_WRITTEN PROBLEM_
Which measurements with numeric values does the metalens passage below give for the fabricated metalens and its meta-atoms? List each one with its value.

_SELECTED EXCERPT_

⁂

Metalens is an emerging optical system with an irreplaceable merit in that it can be manufactured in ultra-thin and compact sizes, which shows great promise in various applications. Despite its advantage in miniaturization, its practicality is constrained by spatially varying aberrations and distortions, which significantly degrade the image quality. Several previous arts have attempted to address different types of aberrations, yet most of them are mainly designed for the traditional bulky lens and ineffective to remedy harsh aberrations of the metalens. While there have existed aberration correction methods specifically for metalens, they still fall short of restoration quality. In this work, we propose a novel aberration correction framework for metalens-captured images, harnessing Vision Transformers (ViT) that have the potential to restore metalens images with non-uniform aberrations. Specifically, we devise a Multiple Adaptive Filters Guidance (MAFG), where multiple Wiener filters enrich the degraded input images with various noise-detail balances and a cross-attention module reweights the features considering the different degrees of aberrations. In addition, we introduce a Spatial and Transposed self-Attention Fusion (STAF) module, which aggregates features from spatial self-attention and transposed self-attention modules to further ameliorate aberration correction. We conduct extensive experiments, including correcting aberrated images and videos, and clean 3D reconstruction. The proposed method outperforms the previous arts by a significant margin. We further fabricate a metalens and verify the practicality of our method by restoring the images captured with the manufactured metalens.
We fabricated a metalens with the PSF from Neural Nano optics.
A metalens with a diameter of 500 µm and a focal length of 1 mm was designed based on the optimization of a polynomial phase equation.
The SiN meta-atom library was generated using rigorous coupled-wave analysis simulations for circular pillars with a height of 750 nm.

⁂

_COLLECTED MATERIAL_

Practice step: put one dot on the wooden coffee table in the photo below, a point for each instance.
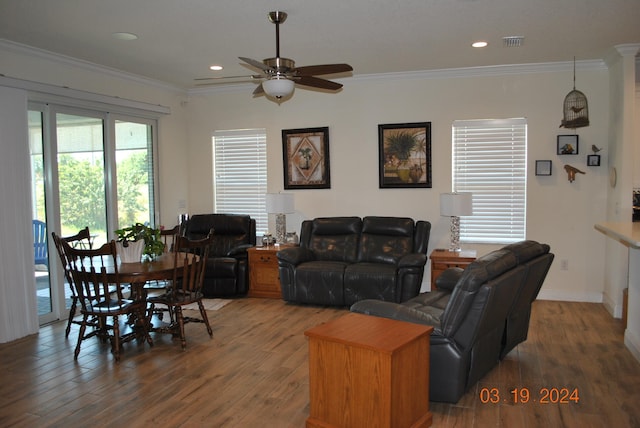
(368, 371)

⁂

_SOLVED EXERCISE_
- Metalens diameter: 500 µm
- Metalens focal length: 1 mm
- Height of the circular SiN pillars: 750 nm